- EXERCISE PROMPT -
A word-for-word transcription of every record is needed.

- Dataset records -
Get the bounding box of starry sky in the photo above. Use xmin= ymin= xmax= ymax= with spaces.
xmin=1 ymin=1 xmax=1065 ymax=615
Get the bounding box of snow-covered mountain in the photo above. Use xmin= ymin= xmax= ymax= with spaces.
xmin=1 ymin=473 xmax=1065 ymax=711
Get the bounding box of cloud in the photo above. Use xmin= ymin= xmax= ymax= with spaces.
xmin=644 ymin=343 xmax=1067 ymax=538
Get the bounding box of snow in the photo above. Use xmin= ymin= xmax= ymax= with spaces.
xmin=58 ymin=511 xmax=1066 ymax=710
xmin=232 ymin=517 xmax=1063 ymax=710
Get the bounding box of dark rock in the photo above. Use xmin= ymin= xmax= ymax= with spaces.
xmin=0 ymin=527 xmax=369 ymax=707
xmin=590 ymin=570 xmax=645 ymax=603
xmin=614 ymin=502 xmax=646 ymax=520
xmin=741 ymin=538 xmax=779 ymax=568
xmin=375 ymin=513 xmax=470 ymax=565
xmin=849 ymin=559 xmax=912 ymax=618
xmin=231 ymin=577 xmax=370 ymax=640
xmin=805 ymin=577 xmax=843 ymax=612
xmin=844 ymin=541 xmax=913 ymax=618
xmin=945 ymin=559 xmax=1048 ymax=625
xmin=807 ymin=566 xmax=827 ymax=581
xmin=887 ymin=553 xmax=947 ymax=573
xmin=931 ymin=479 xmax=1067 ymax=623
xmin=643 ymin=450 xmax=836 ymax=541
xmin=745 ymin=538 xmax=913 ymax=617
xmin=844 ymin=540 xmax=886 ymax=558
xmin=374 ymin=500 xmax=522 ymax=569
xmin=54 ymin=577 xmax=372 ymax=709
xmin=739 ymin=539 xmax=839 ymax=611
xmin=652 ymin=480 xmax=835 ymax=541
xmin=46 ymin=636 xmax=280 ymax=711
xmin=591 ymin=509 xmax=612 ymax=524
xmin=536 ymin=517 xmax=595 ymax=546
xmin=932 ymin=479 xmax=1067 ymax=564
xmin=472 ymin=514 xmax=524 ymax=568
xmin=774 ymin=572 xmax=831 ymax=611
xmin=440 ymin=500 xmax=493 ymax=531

- TASK OUTPUT -
Get the bounding box of starry sky in the photo above. Use xmin= ymin= xmax= ymax= with spaces.
xmin=1 ymin=1 xmax=1065 ymax=615
Get the bounding box of snow-covered mountain in the photo above. Use xmin= ymin= xmax= ymax= with spaces.
xmin=1 ymin=473 xmax=1065 ymax=711
Get the bounding box of cloud in the photo above. Use xmin= ymin= xmax= ymax= with spaces.
xmin=644 ymin=343 xmax=1067 ymax=538
Get the bounding box of snow in the photo above. Use xmin= ymin= xmax= ymax= with spaces.
xmin=58 ymin=511 xmax=1066 ymax=710
xmin=232 ymin=517 xmax=1063 ymax=710
Get the bounding box of dark rock in the photo above. Use xmin= ymin= xmax= ymax= with spaces.
xmin=0 ymin=527 xmax=369 ymax=707
xmin=590 ymin=570 xmax=645 ymax=603
xmin=614 ymin=502 xmax=646 ymax=520
xmin=741 ymin=538 xmax=779 ymax=568
xmin=375 ymin=513 xmax=470 ymax=565
xmin=849 ymin=559 xmax=912 ymax=618
xmin=231 ymin=577 xmax=370 ymax=640
xmin=805 ymin=577 xmax=843 ymax=612
xmin=844 ymin=541 xmax=913 ymax=618
xmin=945 ymin=559 xmax=1048 ymax=625
xmin=807 ymin=566 xmax=827 ymax=581
xmin=887 ymin=553 xmax=947 ymax=573
xmin=931 ymin=479 xmax=1067 ymax=623
xmin=643 ymin=450 xmax=836 ymax=541
xmin=745 ymin=538 xmax=913 ymax=617
xmin=844 ymin=540 xmax=886 ymax=558
xmin=374 ymin=500 xmax=522 ymax=569
xmin=54 ymin=577 xmax=372 ymax=709
xmin=739 ymin=539 xmax=839 ymax=611
xmin=652 ymin=480 xmax=835 ymax=541
xmin=46 ymin=636 xmax=280 ymax=711
xmin=591 ymin=509 xmax=612 ymax=524
xmin=536 ymin=517 xmax=595 ymax=546
xmin=932 ymin=479 xmax=1067 ymax=564
xmin=472 ymin=514 xmax=524 ymax=568
xmin=774 ymin=572 xmax=831 ymax=611
xmin=440 ymin=500 xmax=493 ymax=531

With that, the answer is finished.